◆ Task goal:
Look through the data below for the line with "Target: audience member", and transcribe it exactly together with each line after it up to and including the line with "like x=427, y=308.". Give nothing else.

=== Section Start ===

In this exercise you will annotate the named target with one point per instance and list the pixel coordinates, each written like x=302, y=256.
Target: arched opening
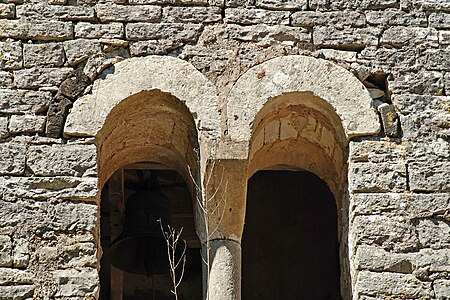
x=294, y=235
x=147, y=151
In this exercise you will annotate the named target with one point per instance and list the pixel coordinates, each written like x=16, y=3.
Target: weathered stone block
x=126, y=13
x=397, y=17
x=399, y=36
x=41, y=77
x=7, y=10
x=13, y=158
x=351, y=4
x=429, y=176
x=107, y=31
x=50, y=54
x=23, y=101
x=44, y=188
x=282, y=4
x=26, y=123
x=315, y=18
x=73, y=283
x=62, y=160
x=5, y=251
x=178, y=32
x=36, y=29
x=421, y=82
x=80, y=49
x=392, y=284
x=435, y=59
x=348, y=38
x=192, y=14
x=11, y=55
x=256, y=16
x=389, y=232
x=380, y=177
x=433, y=233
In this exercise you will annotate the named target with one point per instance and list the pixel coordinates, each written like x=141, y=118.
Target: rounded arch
x=296, y=73
x=134, y=75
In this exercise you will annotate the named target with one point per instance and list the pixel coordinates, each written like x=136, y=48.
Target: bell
x=141, y=247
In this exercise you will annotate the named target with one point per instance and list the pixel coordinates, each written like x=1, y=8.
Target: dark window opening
x=290, y=246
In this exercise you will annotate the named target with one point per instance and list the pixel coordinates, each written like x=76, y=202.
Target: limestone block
x=421, y=82
x=442, y=289
x=375, y=259
x=62, y=160
x=351, y=4
x=41, y=77
x=436, y=59
x=80, y=49
x=392, y=284
x=5, y=251
x=433, y=233
x=4, y=127
x=261, y=32
x=13, y=158
x=107, y=31
x=247, y=16
x=11, y=55
x=10, y=276
x=7, y=10
x=180, y=32
x=126, y=13
x=377, y=177
x=315, y=18
x=6, y=79
x=23, y=101
x=26, y=123
x=408, y=205
x=36, y=29
x=282, y=4
x=429, y=176
x=44, y=11
x=192, y=14
x=72, y=283
x=391, y=233
x=397, y=17
x=50, y=54
x=348, y=38
x=399, y=36
x=40, y=188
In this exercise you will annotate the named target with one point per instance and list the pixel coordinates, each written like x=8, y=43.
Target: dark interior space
x=290, y=246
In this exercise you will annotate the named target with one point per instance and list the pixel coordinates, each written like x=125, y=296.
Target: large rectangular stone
x=387, y=284
x=315, y=18
x=282, y=4
x=13, y=158
x=94, y=31
x=62, y=160
x=11, y=55
x=59, y=12
x=431, y=176
x=346, y=38
x=41, y=77
x=256, y=16
x=126, y=13
x=48, y=54
x=377, y=177
x=181, y=32
x=23, y=101
x=399, y=36
x=36, y=29
x=192, y=14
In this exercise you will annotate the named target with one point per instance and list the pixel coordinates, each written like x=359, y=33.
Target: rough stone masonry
x=398, y=180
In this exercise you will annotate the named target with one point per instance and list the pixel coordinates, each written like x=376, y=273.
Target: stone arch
x=295, y=73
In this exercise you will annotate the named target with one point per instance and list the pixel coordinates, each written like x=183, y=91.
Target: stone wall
x=398, y=180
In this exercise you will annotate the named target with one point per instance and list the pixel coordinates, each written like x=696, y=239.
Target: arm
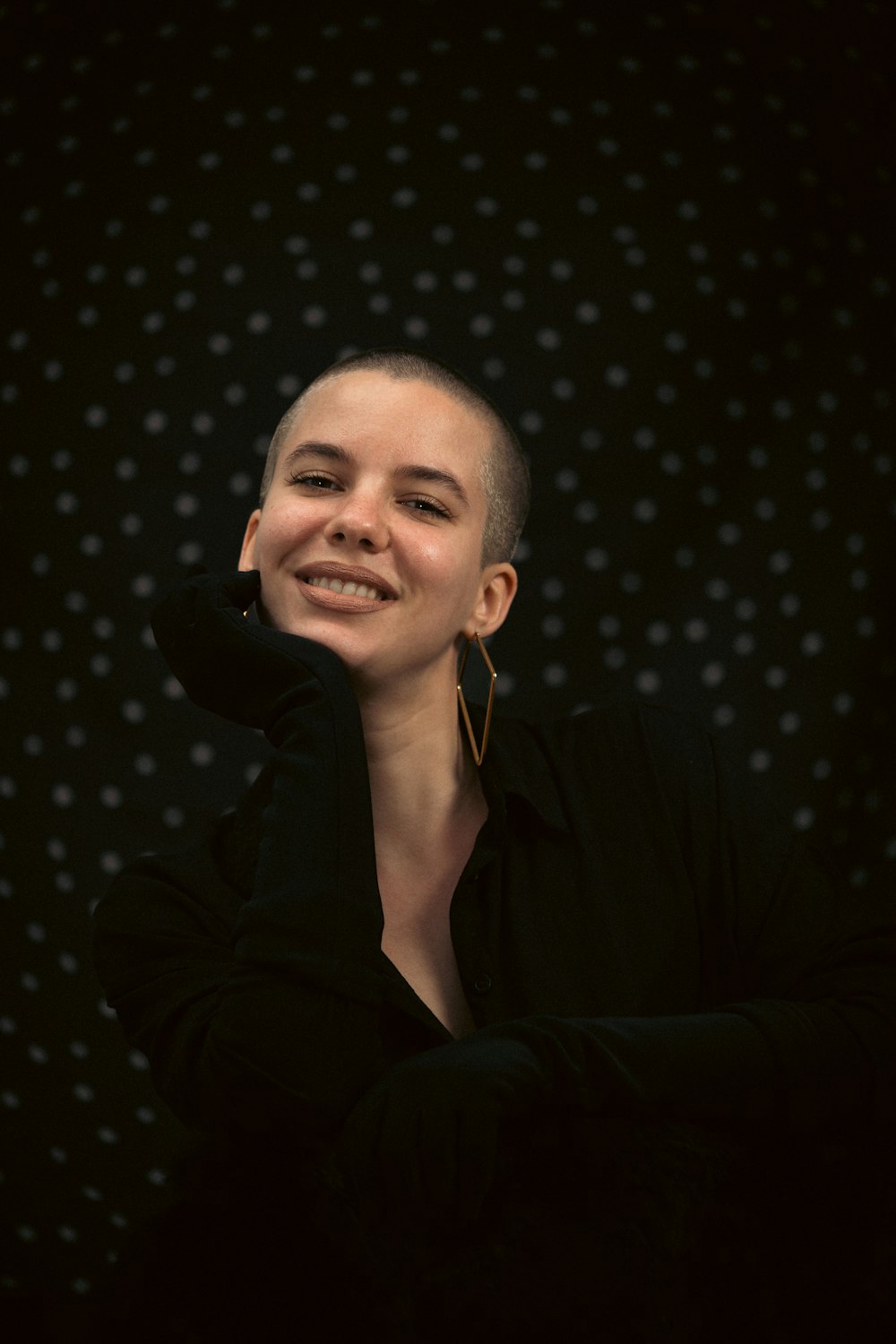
x=798, y=1004
x=266, y=1011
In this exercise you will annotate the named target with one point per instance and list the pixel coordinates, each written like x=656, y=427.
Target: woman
x=426, y=960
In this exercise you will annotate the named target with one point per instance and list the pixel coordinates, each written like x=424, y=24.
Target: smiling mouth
x=349, y=588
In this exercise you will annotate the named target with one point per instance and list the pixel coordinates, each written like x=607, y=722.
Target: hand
x=231, y=666
x=426, y=1137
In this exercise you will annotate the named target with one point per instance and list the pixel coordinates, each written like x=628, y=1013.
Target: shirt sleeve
x=798, y=1021
x=269, y=1011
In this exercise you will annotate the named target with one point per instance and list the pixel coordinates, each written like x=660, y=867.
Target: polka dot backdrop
x=659, y=242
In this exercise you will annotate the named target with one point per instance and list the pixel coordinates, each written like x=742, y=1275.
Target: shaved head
x=505, y=478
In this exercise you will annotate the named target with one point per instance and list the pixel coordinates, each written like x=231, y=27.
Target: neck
x=421, y=771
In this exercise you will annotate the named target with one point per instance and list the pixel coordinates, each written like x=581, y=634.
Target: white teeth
x=349, y=589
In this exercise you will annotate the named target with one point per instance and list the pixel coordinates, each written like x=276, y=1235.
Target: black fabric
x=659, y=946
x=608, y=913
x=659, y=237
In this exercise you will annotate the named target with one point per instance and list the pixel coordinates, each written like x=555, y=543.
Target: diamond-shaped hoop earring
x=478, y=753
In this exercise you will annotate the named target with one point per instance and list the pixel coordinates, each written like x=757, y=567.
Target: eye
x=426, y=505
x=314, y=480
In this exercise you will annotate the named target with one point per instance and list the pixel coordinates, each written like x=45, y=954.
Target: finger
x=241, y=589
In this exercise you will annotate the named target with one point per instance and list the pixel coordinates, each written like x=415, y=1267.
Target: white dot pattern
x=664, y=250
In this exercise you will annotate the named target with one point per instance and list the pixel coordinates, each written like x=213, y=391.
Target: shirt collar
x=516, y=765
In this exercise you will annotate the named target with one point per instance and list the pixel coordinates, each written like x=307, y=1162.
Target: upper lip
x=349, y=574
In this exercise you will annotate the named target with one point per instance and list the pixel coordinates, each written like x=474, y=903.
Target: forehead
x=370, y=410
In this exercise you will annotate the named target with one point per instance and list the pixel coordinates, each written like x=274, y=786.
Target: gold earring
x=478, y=753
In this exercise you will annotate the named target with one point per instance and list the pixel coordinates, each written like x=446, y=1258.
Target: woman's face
x=371, y=535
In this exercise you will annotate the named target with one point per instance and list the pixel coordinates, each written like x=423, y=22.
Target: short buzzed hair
x=505, y=476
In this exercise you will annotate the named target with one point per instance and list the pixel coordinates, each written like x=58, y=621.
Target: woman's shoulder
x=616, y=733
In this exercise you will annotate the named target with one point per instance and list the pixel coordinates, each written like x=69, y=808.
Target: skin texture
x=360, y=502
x=368, y=513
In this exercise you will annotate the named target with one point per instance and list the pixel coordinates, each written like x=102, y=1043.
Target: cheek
x=280, y=531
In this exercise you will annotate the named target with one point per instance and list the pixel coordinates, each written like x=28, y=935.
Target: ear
x=247, y=553
x=497, y=590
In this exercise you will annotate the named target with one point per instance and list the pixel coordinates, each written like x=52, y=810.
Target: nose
x=359, y=521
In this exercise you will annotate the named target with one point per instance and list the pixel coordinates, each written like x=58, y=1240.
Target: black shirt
x=656, y=938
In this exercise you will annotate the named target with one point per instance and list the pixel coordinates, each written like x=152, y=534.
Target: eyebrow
x=336, y=453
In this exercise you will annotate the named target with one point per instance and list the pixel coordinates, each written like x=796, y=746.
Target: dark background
x=661, y=241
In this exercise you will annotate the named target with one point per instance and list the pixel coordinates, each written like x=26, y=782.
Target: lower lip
x=341, y=601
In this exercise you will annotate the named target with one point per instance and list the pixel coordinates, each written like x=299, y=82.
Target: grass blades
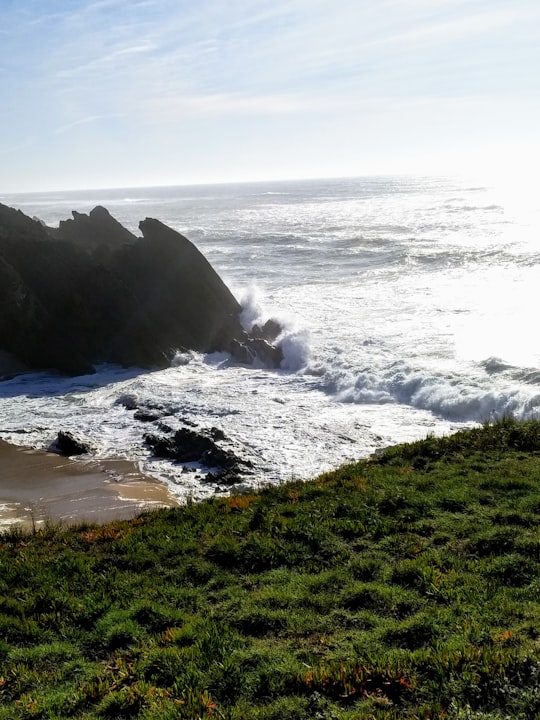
x=403, y=586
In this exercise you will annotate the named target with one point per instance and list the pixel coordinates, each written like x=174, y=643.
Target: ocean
x=409, y=306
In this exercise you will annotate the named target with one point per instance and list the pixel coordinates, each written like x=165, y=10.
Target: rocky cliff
x=90, y=291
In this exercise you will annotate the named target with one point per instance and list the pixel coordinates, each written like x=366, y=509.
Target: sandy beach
x=37, y=486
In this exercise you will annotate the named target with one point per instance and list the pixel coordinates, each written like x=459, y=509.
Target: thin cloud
x=102, y=60
x=171, y=109
x=82, y=121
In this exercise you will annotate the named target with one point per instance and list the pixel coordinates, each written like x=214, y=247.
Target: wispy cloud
x=171, y=109
x=82, y=121
x=103, y=60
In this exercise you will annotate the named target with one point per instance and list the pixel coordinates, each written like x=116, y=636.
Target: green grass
x=404, y=586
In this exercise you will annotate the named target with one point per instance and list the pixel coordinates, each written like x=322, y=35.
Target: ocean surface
x=410, y=307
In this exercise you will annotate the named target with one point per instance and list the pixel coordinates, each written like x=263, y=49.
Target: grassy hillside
x=406, y=586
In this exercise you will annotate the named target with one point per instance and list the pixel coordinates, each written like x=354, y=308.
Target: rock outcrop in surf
x=90, y=292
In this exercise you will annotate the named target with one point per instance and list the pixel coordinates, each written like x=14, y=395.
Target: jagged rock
x=189, y=446
x=90, y=292
x=68, y=444
x=146, y=415
x=270, y=331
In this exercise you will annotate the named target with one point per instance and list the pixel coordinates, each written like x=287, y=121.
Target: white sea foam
x=395, y=295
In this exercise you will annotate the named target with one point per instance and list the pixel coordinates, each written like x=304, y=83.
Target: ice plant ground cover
x=403, y=586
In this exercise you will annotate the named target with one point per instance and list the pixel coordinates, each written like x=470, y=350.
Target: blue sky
x=118, y=93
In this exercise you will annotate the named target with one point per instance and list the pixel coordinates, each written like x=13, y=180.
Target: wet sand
x=36, y=487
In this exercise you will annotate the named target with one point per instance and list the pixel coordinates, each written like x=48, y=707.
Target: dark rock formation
x=190, y=446
x=68, y=444
x=91, y=292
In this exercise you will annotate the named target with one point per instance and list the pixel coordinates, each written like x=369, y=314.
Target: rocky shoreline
x=91, y=292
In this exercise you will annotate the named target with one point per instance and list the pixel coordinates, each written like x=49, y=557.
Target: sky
x=130, y=93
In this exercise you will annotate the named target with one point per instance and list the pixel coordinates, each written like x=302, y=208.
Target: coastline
x=37, y=487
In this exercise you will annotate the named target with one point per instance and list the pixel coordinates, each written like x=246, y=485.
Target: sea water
x=409, y=307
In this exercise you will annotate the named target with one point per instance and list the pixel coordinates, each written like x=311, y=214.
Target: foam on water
x=408, y=307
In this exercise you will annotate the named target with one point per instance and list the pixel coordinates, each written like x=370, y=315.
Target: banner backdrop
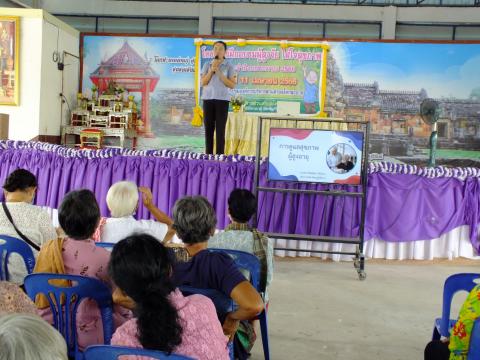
x=381, y=82
x=274, y=76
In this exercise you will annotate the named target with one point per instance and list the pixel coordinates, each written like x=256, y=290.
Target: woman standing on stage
x=218, y=77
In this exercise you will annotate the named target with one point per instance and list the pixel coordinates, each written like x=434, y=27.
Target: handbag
x=27, y=240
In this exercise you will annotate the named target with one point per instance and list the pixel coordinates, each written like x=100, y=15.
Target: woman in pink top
x=79, y=216
x=165, y=319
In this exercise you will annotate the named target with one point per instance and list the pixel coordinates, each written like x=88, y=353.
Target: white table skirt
x=453, y=244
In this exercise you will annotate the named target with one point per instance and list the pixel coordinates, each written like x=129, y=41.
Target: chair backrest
x=106, y=352
x=223, y=303
x=245, y=261
x=474, y=347
x=64, y=302
x=453, y=284
x=10, y=245
x=108, y=246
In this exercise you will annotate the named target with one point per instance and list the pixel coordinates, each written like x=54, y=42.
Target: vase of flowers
x=237, y=103
x=94, y=92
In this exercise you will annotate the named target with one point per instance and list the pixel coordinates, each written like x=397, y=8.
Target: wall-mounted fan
x=430, y=112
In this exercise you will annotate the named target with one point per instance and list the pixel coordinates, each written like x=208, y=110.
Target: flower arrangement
x=237, y=102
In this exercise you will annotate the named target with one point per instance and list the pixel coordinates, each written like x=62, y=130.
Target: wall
x=56, y=37
x=387, y=16
x=38, y=112
x=24, y=118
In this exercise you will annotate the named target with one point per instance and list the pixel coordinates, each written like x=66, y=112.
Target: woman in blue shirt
x=218, y=77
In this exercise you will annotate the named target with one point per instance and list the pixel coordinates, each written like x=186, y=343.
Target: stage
x=412, y=213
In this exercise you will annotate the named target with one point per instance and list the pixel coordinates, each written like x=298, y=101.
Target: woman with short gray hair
x=25, y=336
x=194, y=221
x=122, y=201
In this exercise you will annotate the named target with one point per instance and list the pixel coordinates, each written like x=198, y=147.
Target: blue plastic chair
x=10, y=245
x=64, y=302
x=223, y=304
x=474, y=347
x=453, y=284
x=107, y=352
x=251, y=264
x=108, y=246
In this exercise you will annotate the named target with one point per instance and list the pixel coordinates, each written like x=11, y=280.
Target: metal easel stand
x=359, y=256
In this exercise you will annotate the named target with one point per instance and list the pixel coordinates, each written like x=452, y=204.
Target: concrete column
x=205, y=19
x=389, y=22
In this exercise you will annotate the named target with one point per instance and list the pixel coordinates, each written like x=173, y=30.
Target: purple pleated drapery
x=404, y=203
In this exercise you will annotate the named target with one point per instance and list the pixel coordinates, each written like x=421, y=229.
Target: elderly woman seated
x=195, y=221
x=26, y=336
x=122, y=201
x=20, y=219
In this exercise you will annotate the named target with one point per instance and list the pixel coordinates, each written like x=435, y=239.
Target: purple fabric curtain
x=400, y=207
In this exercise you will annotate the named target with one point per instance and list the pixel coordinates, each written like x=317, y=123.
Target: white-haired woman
x=122, y=201
x=25, y=336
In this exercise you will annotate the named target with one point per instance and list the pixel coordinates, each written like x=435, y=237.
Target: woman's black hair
x=79, y=214
x=194, y=219
x=20, y=179
x=221, y=42
x=140, y=266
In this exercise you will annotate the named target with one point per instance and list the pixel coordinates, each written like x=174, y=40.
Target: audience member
x=20, y=219
x=122, y=201
x=14, y=300
x=26, y=336
x=239, y=235
x=165, y=319
x=76, y=254
x=194, y=221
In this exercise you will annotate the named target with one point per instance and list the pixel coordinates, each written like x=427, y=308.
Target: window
x=122, y=25
x=240, y=27
x=467, y=33
x=296, y=29
x=173, y=26
x=423, y=32
x=352, y=31
x=81, y=23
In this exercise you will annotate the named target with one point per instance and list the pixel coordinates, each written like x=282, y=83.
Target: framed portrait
x=9, y=45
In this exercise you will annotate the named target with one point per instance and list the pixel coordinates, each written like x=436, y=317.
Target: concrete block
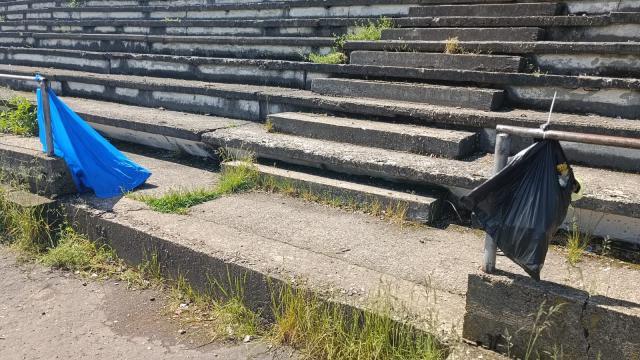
x=22, y=161
x=499, y=10
x=468, y=97
x=400, y=137
x=502, y=309
x=464, y=34
x=501, y=314
x=420, y=208
x=492, y=63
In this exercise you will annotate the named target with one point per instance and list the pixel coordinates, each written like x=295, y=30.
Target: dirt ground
x=50, y=314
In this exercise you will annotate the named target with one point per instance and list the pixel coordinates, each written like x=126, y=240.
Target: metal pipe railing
x=44, y=85
x=503, y=149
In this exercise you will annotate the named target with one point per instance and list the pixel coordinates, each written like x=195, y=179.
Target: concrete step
x=247, y=10
x=316, y=27
x=457, y=176
x=420, y=208
x=557, y=57
x=492, y=63
x=250, y=102
x=525, y=9
x=400, y=137
x=218, y=46
x=467, y=97
x=291, y=73
x=464, y=34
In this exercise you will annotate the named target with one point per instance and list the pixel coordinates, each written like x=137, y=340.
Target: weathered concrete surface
x=502, y=47
x=532, y=9
x=420, y=208
x=493, y=63
x=468, y=97
x=589, y=326
x=606, y=191
x=346, y=256
x=22, y=161
x=48, y=314
x=400, y=137
x=299, y=74
x=217, y=46
x=464, y=34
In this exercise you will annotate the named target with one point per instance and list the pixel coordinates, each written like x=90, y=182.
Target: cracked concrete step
x=317, y=27
x=496, y=10
x=296, y=74
x=605, y=191
x=247, y=10
x=217, y=46
x=250, y=102
x=467, y=97
x=476, y=62
x=421, y=208
x=464, y=34
x=400, y=137
x=556, y=57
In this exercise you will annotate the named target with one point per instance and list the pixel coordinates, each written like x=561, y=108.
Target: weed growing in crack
x=369, y=31
x=19, y=118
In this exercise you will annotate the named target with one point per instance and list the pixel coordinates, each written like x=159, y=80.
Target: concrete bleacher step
x=400, y=137
x=497, y=10
x=322, y=27
x=477, y=62
x=602, y=188
x=218, y=46
x=467, y=97
x=231, y=10
x=464, y=34
x=556, y=57
x=420, y=208
x=250, y=102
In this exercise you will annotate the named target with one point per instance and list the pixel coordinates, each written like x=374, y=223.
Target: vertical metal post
x=46, y=111
x=501, y=154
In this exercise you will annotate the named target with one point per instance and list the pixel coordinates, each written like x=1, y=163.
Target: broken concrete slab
x=600, y=195
x=477, y=62
x=400, y=137
x=580, y=326
x=468, y=97
x=464, y=34
x=526, y=9
x=22, y=161
x=419, y=208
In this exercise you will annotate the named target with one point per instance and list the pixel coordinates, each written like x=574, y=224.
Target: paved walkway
x=47, y=314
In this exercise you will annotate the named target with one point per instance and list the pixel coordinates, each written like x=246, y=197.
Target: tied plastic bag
x=93, y=162
x=522, y=206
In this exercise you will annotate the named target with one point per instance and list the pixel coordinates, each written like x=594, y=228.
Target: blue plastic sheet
x=94, y=163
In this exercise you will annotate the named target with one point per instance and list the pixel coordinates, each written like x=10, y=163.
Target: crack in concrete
x=585, y=328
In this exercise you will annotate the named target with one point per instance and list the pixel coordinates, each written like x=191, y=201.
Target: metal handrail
x=503, y=149
x=44, y=85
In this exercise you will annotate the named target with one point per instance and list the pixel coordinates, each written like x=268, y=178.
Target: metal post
x=501, y=153
x=46, y=110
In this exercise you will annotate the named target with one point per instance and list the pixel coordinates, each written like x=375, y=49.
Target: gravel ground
x=50, y=314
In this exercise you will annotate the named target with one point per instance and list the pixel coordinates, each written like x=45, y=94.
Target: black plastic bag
x=522, y=206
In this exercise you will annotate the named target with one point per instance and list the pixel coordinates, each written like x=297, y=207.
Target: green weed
x=20, y=118
x=223, y=309
x=334, y=57
x=232, y=180
x=325, y=331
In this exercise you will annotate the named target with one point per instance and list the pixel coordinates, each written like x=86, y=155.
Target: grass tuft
x=223, y=309
x=452, y=46
x=334, y=57
x=20, y=118
x=370, y=31
x=325, y=331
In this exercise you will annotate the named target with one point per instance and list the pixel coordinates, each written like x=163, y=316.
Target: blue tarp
x=94, y=163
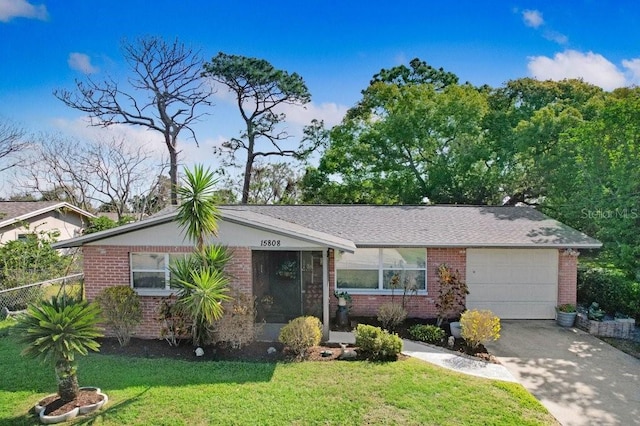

=== Section End ===

◆ Written solution:
Target: audience member
x=20, y=219
x=122, y=201
x=14, y=300
x=26, y=336
x=239, y=235
x=165, y=319
x=76, y=254
x=194, y=221
In this exercise you will annotate the named target with one point per instance and list the pixel coordinates, each written like x=427, y=308.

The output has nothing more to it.